- _Stated exercise 1_:
According to the briefing transcript below, how many warheads did Ukraine have on its territory at its high-water mark?

* begin Article *

So those security assurances will be the second piece of
the ceremony, and then finally, the five Lisbon Protocol
countries -- U.S., Russia, Ukraine, Belarus and Kazakhstan -- will
bring the START I Treaty into force. So those are the three parts of
the ceremony that will take place in Budapest.
Now, let me just close by saying a few words about where
are on force structure overall. Ukraine, at its high-water mark,
right at the time of the breakup of the Soviet Union, had 1840
warheads on its territory. Seven hundred of those have now been
deactivated by taking them off the missiles or otherwise removing
them from operational status. You may recall there are some air-
launched Cruise missiles in Ukraine. So there are 700 that have been
deactivated; of those, 360 have gone back to Russia, and that was
under the trilateral statement that was signed in January of 1994 in
Moscow. An additional 340 are in storage and are being prepared for
There are a series of trains that have been taking these
warheads back to Russia to be destroyed, and so the remaining
warheads are in that cue, so to speak.
Kazakhstan is down from its high-water mark of 1,410 to
600 at the present time. All of the 370 bomber warheads in
Kazakhstan have now gone back to Russia for dismantlement, and 440 of
the 1,040 SS-18 warheads have gone back to Russia for dismantlement.
Belarus -- the 81 SS-25 warheads are down now to 36
still in Belarus; 45 overall have been removed and taken back to
Russia. Russia -- the current number is 7,074 warheads at the
present time. So those are just some basic facts and figures. Since
I got a lot of interest in that last time, I thought I would lay them
out, and I'll be happy to answer any questions.
SENIOR ADMINISTRATION OFFICIAL: My comments pertain to
the entry into force of the START I Treaty, and I wanted to focus
them briefly in three areas. First, an historical perspective on how
we got here with START I; second, a little bit on what START I does
itself, why it's important in its own right; and, third, and perhaps
most important, to emphasize the extent to which the entry into force
of START I opens the door to much more far-reaching progress.
In terms of the history, entering the START I Treaty
into force really sort of completes a saga that began four
presidential terms ago, almost two decades ago. The START I
negotiations began in 1982. You will recall that the birth of START
I really was the failure of the Carter administration's effort to get
the United States Senate to ratify the SALT II Treaty. President
Reagan had campaigned against SALT II, saying it wasn't real arms
reduction, it was simply arms limitation, and he made a great deal of
putting the R in the word "START," the word R meaning reductions.
With the start of the negotiations in 1982, however, it
wasn't an easy road ahead, and the negotiations to complete the
treaty ended up taking 10 years and spanning both Reagan terms and
well into the Bush term of office. In fact, the initial U.S.
proposals in START I were so one-sided that the talks quickly bogged
down and many in Congress themselves had great concern about whether
this was going to work out.
So the story of START I through the '80s is a story of a
lot of issues that most of you covered -- the MX Missile debates, the
nuclear freeze, the nuclear build-down -- a lot of executive
congressional interaction trying to come up with a flexible position
that still achieved reductions.
And that was finally culminated in the signing of the
START I Treaty by President Bush in 1991. The United States Senate
moved within a year in 1992 to approve the START I agreement. But it
waited until the circumstances that arrived simultaneous with the
completion of START I were settled. Those circumstances being that
START I was completed just as the Soviet Union broke up.

* end Article *

- _Stated exercise 2_:
From the entries below, extract every line that contains the word "each".

* begin Listed records *

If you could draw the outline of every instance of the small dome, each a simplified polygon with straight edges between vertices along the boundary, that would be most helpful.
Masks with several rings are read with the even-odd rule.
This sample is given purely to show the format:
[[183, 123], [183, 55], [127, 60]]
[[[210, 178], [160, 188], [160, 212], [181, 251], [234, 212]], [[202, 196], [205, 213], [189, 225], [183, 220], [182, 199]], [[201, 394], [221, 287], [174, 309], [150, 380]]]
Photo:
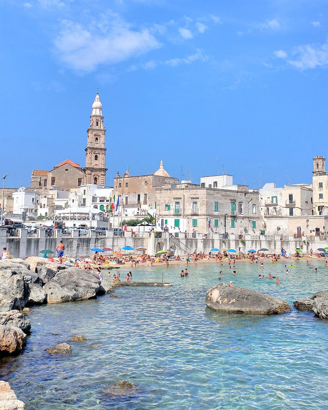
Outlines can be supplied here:
[[100, 100], [100, 98], [98, 93], [95, 98], [95, 100], [92, 104], [92, 114], [91, 115], [98, 115], [102, 116], [102, 104]]
[[168, 177], [171, 178], [169, 173], [164, 169], [164, 166], [163, 165], [163, 161], [161, 159], [159, 164], [159, 169], [157, 169], [154, 174], [154, 175], [157, 175], [160, 177]]

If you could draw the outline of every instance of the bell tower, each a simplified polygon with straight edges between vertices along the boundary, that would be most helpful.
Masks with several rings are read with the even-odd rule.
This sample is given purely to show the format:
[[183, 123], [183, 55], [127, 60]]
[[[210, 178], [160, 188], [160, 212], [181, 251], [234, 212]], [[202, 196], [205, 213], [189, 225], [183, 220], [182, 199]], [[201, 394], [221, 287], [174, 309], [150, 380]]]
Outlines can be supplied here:
[[102, 116], [102, 105], [99, 93], [92, 104], [90, 127], [88, 129], [88, 142], [85, 148], [86, 183], [105, 185], [105, 133]]

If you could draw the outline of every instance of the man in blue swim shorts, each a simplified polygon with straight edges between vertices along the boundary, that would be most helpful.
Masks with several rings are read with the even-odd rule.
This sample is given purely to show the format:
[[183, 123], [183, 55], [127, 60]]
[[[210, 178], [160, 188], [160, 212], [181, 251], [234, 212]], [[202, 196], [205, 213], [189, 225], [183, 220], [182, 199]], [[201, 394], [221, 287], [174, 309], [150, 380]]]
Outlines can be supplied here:
[[63, 243], [63, 241], [61, 241], [60, 243], [57, 245], [57, 247], [56, 248], [56, 251], [57, 252], [57, 255], [59, 258], [60, 263], [63, 263], [63, 255], [64, 254], [64, 250], [65, 245]]

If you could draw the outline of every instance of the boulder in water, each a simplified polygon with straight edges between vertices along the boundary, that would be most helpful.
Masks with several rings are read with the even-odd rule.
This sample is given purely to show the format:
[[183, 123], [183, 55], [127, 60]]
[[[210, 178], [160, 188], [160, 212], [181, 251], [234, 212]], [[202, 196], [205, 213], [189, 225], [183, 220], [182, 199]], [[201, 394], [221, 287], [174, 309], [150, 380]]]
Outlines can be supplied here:
[[53, 347], [47, 347], [44, 350], [51, 355], [67, 355], [72, 353], [71, 346], [68, 343], [58, 343]]
[[205, 302], [211, 309], [230, 313], [273, 314], [290, 310], [286, 301], [244, 287], [230, 287], [228, 283], [220, 283], [209, 289]]
[[312, 310], [318, 317], [328, 319], [328, 290], [316, 292], [310, 297], [295, 301], [294, 304], [300, 310]]

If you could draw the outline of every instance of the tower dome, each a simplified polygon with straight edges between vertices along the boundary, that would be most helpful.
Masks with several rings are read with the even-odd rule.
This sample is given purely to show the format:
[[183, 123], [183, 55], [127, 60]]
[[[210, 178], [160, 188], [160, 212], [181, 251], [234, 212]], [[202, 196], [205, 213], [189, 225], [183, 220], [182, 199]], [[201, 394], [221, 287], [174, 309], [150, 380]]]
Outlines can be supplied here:
[[102, 104], [100, 100], [99, 93], [97, 93], [95, 100], [92, 104], [92, 114], [91, 115], [102, 116]]
[[154, 173], [154, 175], [157, 175], [160, 177], [168, 177], [171, 178], [169, 173], [164, 169], [164, 166], [163, 165], [163, 161], [161, 159], [159, 164], [159, 169], [157, 169], [156, 172]]

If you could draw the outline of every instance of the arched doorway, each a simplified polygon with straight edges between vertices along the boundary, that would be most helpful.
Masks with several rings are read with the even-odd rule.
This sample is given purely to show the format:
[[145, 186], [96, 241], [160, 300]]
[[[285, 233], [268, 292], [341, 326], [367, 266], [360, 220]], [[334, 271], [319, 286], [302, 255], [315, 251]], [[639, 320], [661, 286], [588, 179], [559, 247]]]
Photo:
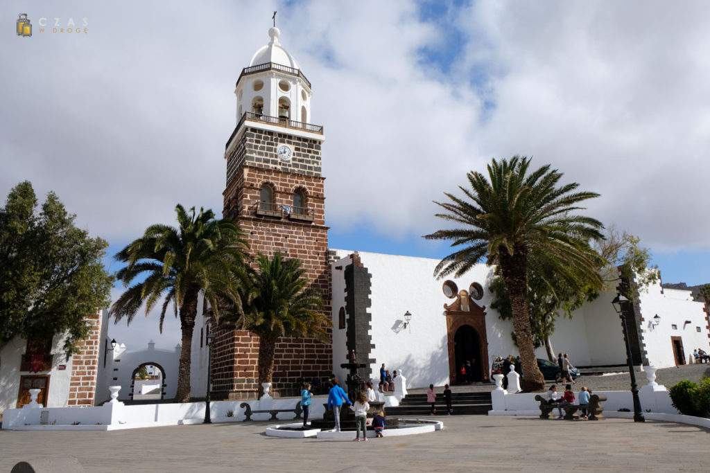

* end Listed records *

- _Correct response 1_:
1840 warheads.

- _Correct response 2_:
If you could draw the outline of every instance of the small dome, each a simplified polygon with straight edges between vertices along the boundary, that would be most helpful.
If you could draw the outline of every instance of the bell tower, each a simplified polygon with straight edges between vertices along the boundary, that would be most helpful.
If you could draw the outline of every instance of the man in blue swim shorts, each a simplified polygon with straight edges between vertices along the boundary, that would be most helpful.
If you could draw the outline of every instance of the boulder in water, each a simplified polygon with straight edges between vertices along the boundary, that would be most helpful.
If you could draw the outline of every instance of the tower dome, each a simplified polygon with straight edges between vertices along the boundary, that would be most helpful.
If you could draw the outline of every instance of the arched doorway, each a simplified polygon with straight edges between vertices along the boundary, that would be most helpful.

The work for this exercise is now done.